--- Extrait du texte ---
Art moderne

XXE SIÈCLE

Le minimalisme poétique de Morandi

Par Itzhak Goldberg · Le Journal des Arts

Le 7 janvier 2021 - 829 mots

GRENOBLE

L’exposition du Musée de Grenoble pénètre dans l’univers feutré et solitaire du maître italien, et montre bien son évolution vers une peinture de plus en plus dépouillée

On connaît le cri du cœur de Denis Diderot face à l’énigme de la peinture de Jean Siméon Chardin : « On n’entend rien à cette magie. Ce sont des couches épaisses de couleur appliquées les unes sur les autres et dont l’effet transpire de dessous en dessus. » Comme avec le peintre français, les petits formats aux tonalités assourdies de Giorgio Morandi (1890-1964) résistent à l’inflation du discours interprétatif qui les envahit. Des commentaires plus riches les uns que les autres, à l’aide de métaphores sophistiquées, tentent de traduire des choses que l’esprit connaît déjà, mais qu’il n’arrive pas à exprimer. Magie ? Sans doute, mais qui réside dans l’écart entre le mystère que dégage cette œuvre et sa simplicité apparente. Peinture lente, à bas bruit, des œuvres qui parlent du silence, de l’immobilité, de la patience, de l’attente, du temps qu’il faut au regard pour saisir l’image, pour s’en emparer, pour s’en nourrir. Autrement dit, des objets qui se tassent et se taisent.

« Introduction intimiste »
L’exposition de Grenoble, selon Guy Tosatto, le maître du lieu, n’a pas l’ambition d’être une rétrospective et ne prétend pas percer le secret de Morandi. Elle se veut néanmoins « une introduction intimiste à cet univers », qui permet « grâce à une sélection d’une grande qualité […] d’illustrer toutes les facettes de la recherche du peintre ». Pour ce faire, les organisateurs ont eu recours à la Fondation Magnani-Rocca, la plus importante collection privée de l’artiste italien. L’ensemble est complété par les quelques rares travaux de Morandi que possèdent les musées français. 

Comme souvent – c’est un défaut et un avantage à la fois –, le regard d’un collectionneur est subjectif, ses choix ne sont pas dictés par les oukases de l’histoire de l’art. C’est d’autant plus vrai pour Luigi Magnani qui entretint des liens amicaux avec le peintre et acquit de nombreuses œuvres directement dans l’atelier de ce dernier. Cet échange donne parfois un résultat surprenant comme en témoigne un tableau atypique de Morandi, fruit d’une commande faite par ce grand amateur et expert de la musique classique qu’était Magnani : Nature morte (Instruments de musique), 1941.
--- Données fournies ---
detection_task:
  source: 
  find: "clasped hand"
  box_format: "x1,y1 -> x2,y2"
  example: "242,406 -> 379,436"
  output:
---
- _Exercice court A_:
Répondez à ces questions d'après l'article sur Morandi :
(i) Quelles années de naissance et de mort sont données pour Giorgio Morandi ?
(ii) Quelle fondation a fourni les œuvres de l'exposition ?
(iii) Quel tableau atypique est né d'une commande de Luigi Magnani, et de quelle année date-t-il ?
- _Exercice court B_:
Relevez toutes les personnes nommées dans le corps de l'article sur Morandi, sans compter la signature.

- _Bonne réponse A_:
(i) 1890 et 1964.
(ii) La Fondation Magnani-Rocca.
(iii) Nature morte (Instruments de musique), de 1941.

- _Bonne réponse B_:
Denis Diderot, Jean Siméon Chardin, Giorgio Morandi, Guy Tosatto, Luigi Magnani.